### What you should do
Copy the lines starting at the one containing "Can you find the shrub?" and ending at the one containing "<point>295,207</point>", with both of those lines and the requests included. Shift every coordinate in the answer points by -39, and leave the sample points inside the requests unchanged.

--- Input material ---

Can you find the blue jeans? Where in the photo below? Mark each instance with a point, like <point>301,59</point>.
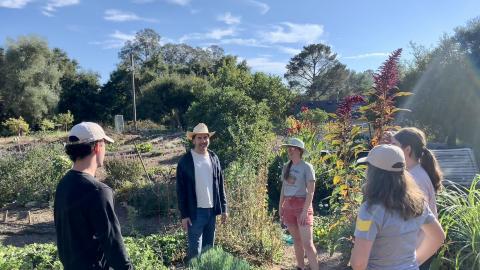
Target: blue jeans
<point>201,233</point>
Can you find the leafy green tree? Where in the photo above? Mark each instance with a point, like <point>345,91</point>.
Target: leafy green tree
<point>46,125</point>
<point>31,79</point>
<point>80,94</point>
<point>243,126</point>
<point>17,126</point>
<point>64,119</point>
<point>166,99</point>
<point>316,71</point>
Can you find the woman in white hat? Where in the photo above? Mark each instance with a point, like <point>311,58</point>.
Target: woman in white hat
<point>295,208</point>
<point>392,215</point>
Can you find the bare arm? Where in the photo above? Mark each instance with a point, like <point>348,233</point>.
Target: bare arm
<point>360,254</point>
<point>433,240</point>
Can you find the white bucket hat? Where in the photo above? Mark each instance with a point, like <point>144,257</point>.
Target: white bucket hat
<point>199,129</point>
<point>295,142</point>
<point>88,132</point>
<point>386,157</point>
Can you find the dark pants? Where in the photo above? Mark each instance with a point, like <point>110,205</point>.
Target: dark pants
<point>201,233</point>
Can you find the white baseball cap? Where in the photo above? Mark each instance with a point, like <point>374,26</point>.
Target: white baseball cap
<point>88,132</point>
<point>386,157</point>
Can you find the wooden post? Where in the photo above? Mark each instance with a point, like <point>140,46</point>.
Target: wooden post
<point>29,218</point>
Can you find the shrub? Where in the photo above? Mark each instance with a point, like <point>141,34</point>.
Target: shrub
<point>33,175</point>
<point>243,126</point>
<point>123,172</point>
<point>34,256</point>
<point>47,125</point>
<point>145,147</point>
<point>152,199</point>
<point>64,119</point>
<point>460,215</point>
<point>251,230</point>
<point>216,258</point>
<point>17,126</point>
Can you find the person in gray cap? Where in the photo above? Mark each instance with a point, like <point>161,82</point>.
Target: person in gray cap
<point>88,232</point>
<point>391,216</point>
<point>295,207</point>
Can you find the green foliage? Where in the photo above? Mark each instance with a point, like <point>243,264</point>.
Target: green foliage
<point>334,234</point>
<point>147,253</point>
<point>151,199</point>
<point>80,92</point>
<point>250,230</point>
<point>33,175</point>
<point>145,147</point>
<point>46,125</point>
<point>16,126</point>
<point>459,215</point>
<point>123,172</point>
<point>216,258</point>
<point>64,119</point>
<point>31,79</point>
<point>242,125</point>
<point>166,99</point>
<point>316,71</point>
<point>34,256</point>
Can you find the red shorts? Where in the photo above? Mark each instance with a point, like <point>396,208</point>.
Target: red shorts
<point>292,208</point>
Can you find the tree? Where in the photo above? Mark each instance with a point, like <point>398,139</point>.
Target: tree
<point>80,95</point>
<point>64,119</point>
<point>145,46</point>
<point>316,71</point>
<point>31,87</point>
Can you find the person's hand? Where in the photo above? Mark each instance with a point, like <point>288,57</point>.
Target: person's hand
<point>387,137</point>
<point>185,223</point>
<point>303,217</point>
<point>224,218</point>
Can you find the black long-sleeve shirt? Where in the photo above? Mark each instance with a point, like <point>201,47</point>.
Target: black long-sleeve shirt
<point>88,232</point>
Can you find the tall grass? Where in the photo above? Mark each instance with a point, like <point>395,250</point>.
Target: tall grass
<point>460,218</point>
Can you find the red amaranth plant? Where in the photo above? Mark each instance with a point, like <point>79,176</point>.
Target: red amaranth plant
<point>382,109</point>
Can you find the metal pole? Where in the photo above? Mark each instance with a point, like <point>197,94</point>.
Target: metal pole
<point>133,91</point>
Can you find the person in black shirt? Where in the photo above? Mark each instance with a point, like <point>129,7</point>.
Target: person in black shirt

---

### Task result
Can you find the shrub? Where in the photo above? Mark each instance with a point, like <point>141,34</point>.
Target: shrub
<point>-6,136</point>
<point>204,87</point>
<point>84,133</point>
<point>-5,217</point>
<point>8,86</point>
<point>106,108</point>
<point>113,160</point>
<point>25,80</point>
<point>421,176</point>
<point>212,191</point>
<point>177,219</point>
<point>-22,87</point>
Can you find the person in gray cap? Where in the photo above? Mark each instance with a point, like <point>161,82</point>.
Target: person in gray cap
<point>49,193</point>
<point>352,177</point>
<point>256,168</point>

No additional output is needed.